* **Text**:
────────
- Disease: COVID-19
- Pathogen: SARS-CoV-2
- Location: Switzerland
- First outbreak: Wuhan, Hubei, China via Milan, Italy
- Index case: Lugano, Canton of Ticino
- Arrival date: 25 February 2020 (6 years, 5 months and 2 weeks)
- Confirmed cases: 841,573
- Recovered: 317,600
- Deaths: 11,093
- Fatality rate: 1.47%

Government website
- bag.admin.ch/epidemien

= COVID-19 pandemic in Switzerland =

The COVID-19 pandemic in Switzerland is part of the worldwide pandemic of coronavirus disease 2019 (COVID-19) caused by severe acute respiratory syndrome coronavirus 2 (SARS-CoV-2). The virus was confirmed to have spread to Switzerland on 25 February 2020 when the first case of COVID-19 was confirmed following a COVID-19 pandemic in Italy. A 70-year-old man in the Italian-speaking canton of Ticino which borders Italy, tested positive for SARS-CoV-2. The man had previously visited Milan. Afterwards, multiple cases related to the Italy clusters were discovered in multiple cantons, including Basel-City, Zürich, and Graubünden. Multiple isolated cases not related to the Italy clusters were also subsequently confirmed.

On 28 February 2020, the national government, the Federal Council, banned all events with more than 1,000 participants. On 16 March 2020, a State of Extraordinary Situation under the Epidemics Act was declared. Most shops were closed nationwide. Shortly thereafter, on 20 March, all gatherings of more than five people in public spaces were banned. Additionally, the government gradually imposed restrictions on border crossings and announced economic support measures worth 40 billion Swiss francs. The measures were gradually removed in several phases beginning in late April until June 2020 but new measures were imposed in October as cases surged again.

On 23 December 2020, the vaccination campaign started in Switzerland, ahead of that of most European countries. Four days earlier, Swissmedic approved the first COVID-19 vaccine for regular use. On August 1, 2021, Switzerland achieved a vaccination rate of 52%. From 13 September 2021, access to indoor public spaces like restaurants, bars, museums or fitness centres is only permitted with a valid Covid certificate. Almost all measures were lifted on 17 February 2022.
────────
* **Activity 1**:
Answer from the text on the COVID-19 pandemic in Switzerland:
(a) How old was the man in Ticino who tested positive for SARS-CoV-2?
(b) What did the Federal Council ban on 28 February 2020?
(c) On what date did the vaccination campaign start in Switzerland?
* **Activity 2**:
Please repeat the part of the text on the COVID-19 pandemic in Switzerland that opens with the words containing "Government website" and closes with "also subsequently confirmed.".

* **Extracted records**:
────────
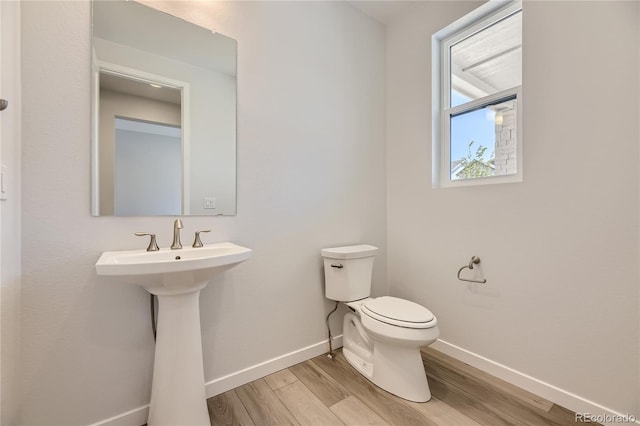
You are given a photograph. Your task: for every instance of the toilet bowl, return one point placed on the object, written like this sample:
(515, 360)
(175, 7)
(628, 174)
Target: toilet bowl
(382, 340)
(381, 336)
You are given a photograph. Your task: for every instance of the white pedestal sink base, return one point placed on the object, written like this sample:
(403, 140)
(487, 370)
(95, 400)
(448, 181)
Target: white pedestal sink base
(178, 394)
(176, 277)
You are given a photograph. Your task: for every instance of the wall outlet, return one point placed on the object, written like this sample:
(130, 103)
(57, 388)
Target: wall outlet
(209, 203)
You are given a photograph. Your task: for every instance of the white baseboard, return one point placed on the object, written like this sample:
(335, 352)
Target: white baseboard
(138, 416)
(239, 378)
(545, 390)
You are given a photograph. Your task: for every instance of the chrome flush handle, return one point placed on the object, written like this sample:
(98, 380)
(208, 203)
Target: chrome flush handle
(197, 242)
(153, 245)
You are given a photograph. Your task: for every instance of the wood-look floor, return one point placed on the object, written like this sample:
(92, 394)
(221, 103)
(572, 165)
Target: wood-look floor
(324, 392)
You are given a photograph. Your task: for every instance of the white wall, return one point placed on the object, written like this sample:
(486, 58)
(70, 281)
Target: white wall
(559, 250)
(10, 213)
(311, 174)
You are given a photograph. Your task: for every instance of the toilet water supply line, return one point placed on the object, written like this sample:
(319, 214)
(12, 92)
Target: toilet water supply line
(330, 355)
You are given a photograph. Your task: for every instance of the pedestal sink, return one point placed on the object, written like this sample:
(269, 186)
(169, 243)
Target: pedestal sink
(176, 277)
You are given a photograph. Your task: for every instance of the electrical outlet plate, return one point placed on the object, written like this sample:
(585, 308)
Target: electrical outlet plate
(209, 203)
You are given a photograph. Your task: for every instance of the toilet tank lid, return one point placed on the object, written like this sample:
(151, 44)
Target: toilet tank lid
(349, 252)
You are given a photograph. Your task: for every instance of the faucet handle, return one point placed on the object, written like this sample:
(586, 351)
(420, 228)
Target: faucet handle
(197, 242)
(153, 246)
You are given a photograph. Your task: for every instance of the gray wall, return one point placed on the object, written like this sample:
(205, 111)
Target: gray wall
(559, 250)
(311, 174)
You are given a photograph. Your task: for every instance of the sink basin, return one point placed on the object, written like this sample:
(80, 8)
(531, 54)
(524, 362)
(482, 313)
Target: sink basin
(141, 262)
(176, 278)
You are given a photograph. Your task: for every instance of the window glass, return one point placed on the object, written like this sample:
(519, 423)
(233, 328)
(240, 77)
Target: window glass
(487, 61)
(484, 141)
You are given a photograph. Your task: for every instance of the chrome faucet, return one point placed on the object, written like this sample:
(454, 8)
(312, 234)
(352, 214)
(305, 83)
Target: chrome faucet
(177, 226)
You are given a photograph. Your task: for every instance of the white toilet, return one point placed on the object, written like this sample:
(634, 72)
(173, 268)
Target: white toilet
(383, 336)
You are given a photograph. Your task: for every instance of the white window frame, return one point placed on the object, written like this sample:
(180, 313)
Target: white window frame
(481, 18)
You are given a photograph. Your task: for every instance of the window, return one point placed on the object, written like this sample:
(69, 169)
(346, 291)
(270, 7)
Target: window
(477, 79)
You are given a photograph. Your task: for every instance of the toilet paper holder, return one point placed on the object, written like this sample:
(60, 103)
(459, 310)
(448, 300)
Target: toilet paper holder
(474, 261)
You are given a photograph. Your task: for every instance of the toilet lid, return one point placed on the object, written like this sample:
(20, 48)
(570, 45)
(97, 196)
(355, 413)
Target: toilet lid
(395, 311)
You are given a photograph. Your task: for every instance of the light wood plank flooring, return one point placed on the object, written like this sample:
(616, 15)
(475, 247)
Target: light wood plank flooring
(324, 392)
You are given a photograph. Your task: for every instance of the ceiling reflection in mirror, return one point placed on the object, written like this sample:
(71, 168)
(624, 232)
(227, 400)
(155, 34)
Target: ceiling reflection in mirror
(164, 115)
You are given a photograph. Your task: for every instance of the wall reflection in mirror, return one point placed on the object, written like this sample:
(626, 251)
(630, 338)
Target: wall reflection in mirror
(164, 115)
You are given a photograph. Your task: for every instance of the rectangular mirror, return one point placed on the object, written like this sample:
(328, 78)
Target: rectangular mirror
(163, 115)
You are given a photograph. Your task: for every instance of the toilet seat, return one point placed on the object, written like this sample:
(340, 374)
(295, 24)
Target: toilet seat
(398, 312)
────────
* **Expected output 1**:
(a) 70 years old
(b) All events with more than 1,000 participants
(c) 23 December 2020

* **Expected output 2**:
Government website
- bag.admin.ch/epidemien

= COVID-19 pandemic in Switzerland =

The COVID-19 pandemic in Switzerland is part of the worldwide pandemic of coronavirus disease 2019 (COVID-19) caused by severe acute respiratory syndrome coronavirus 2 (SARS-CoV-2). The virus was confirmed to have spread to Switzerland on 25 February 2020 when the first case of COVID-19 was confirmed following a COVID-19 pandemic in Italy. A 70-year-old man in the Italian-speaking canton of Ticino which borders Italy, tested positive for SARS-CoV-2. The man had previously visited Milan. Afterwards, multiple cases related to the Italy clusters were discovered in multiple cantons, including Basel-City, Zürich, and Graubünden. Multiple isolated cases not related to the Italy clusters were also subsequently confirmed.